— START EXTRACTED DATA —

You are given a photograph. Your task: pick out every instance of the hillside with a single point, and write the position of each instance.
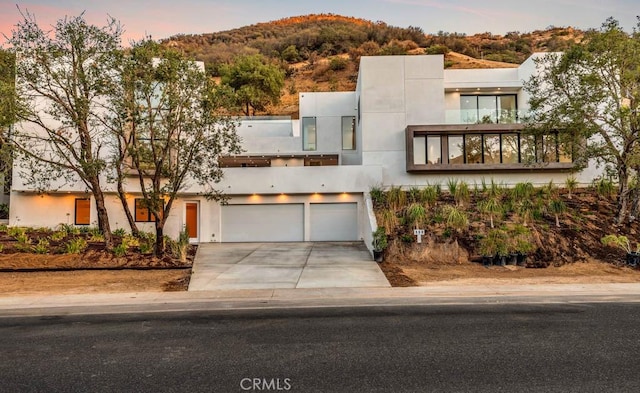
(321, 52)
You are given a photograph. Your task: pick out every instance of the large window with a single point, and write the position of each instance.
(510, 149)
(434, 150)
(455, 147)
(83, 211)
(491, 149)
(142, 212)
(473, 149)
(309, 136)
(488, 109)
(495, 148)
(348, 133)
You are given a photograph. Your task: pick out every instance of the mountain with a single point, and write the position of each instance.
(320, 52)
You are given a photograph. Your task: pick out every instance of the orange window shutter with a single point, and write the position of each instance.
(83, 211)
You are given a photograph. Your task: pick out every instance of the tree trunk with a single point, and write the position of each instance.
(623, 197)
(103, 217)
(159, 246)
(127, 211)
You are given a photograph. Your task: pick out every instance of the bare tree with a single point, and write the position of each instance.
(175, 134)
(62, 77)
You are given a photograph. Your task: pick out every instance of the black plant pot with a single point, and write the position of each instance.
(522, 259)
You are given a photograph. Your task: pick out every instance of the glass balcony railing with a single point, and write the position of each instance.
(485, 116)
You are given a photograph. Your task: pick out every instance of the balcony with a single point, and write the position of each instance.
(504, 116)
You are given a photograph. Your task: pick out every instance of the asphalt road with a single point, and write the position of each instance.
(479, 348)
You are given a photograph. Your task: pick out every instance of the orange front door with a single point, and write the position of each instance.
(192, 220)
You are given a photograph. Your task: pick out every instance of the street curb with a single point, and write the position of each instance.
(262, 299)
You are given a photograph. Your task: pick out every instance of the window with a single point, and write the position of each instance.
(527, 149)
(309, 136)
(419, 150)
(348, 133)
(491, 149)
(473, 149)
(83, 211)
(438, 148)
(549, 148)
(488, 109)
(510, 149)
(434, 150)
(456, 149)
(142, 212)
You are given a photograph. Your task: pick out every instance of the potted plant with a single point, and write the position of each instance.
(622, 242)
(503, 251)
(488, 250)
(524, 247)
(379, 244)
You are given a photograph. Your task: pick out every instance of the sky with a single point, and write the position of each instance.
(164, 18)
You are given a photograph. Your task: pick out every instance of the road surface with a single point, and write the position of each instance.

— END EXTRACTED DATA —

▶ TASK STATEMENT:
Leave the pictures out, and transcribe each of the records exactly.

▶ EXERCISE RESPONSE:
You are given a photograph. Your task: pick out every instance of the hillside with a single point, and write the position of each instance.
(321, 52)
You are given a photograph. Your task: pick out every instance of the large window with a single point, and write the position of each instance.
(510, 149)
(434, 150)
(455, 147)
(83, 211)
(491, 149)
(142, 212)
(473, 149)
(309, 136)
(488, 109)
(495, 148)
(348, 133)
You are given a photograph. Your task: pick out every instance of the mountain with a single point, and write the position of each instance.
(320, 52)
You are given a photograph. Your task: pick out every instance of the orange window shutter with a single point, and write the position of each instance.
(83, 211)
You are given a photograph. Your task: pick out every instance of the tree trunk with a single point, and write the position of each instance.
(623, 197)
(103, 217)
(159, 246)
(127, 211)
You are given a photograph. Your task: pick out every instance of the bare tree with a single point, and write the position of each instance.
(175, 134)
(62, 77)
You are given a photograph. Your task: pick out every instance of the black plant pot with a single point, and write the position of each instance.
(522, 259)
You are given a photograph. Your task: pick out every instance of the glass balcony railing with a single point, and write the position of each instance.
(485, 116)
You are given a photograph. Your task: pick out every instance of the balcony with a single point, and write the position of each instance.
(504, 116)
You are given a photograph. Your task: pick out every instance of the asphalt road with a single point, and write the position of each instance.
(479, 348)
You are given a photograph. Your task: pick out every instance of the orange front door with a single point, and write the position of each instance.
(192, 220)
You are given a photograph. Your task: pick out every instance of the street curb with a single point, and write the position of each instance.
(262, 299)
You are given a photograph. Your task: pick out every instance of the window with a single point, and write the position of each instance.
(527, 149)
(309, 136)
(419, 150)
(348, 133)
(491, 149)
(473, 149)
(83, 211)
(438, 148)
(549, 148)
(488, 109)
(510, 149)
(434, 150)
(456, 149)
(142, 212)
You are given a photograph. Your task: pick out every instance of the potted plant with a single point, and write the position of each instance.
(622, 242)
(503, 251)
(488, 250)
(524, 247)
(379, 244)
You are given a photograph. Your task: pick out every instance of the sky with a single point, and write the position of each instance.
(164, 18)
You are given a photograph. Your task: pick out every instance of the road surface with a single point, and write the position of each instance.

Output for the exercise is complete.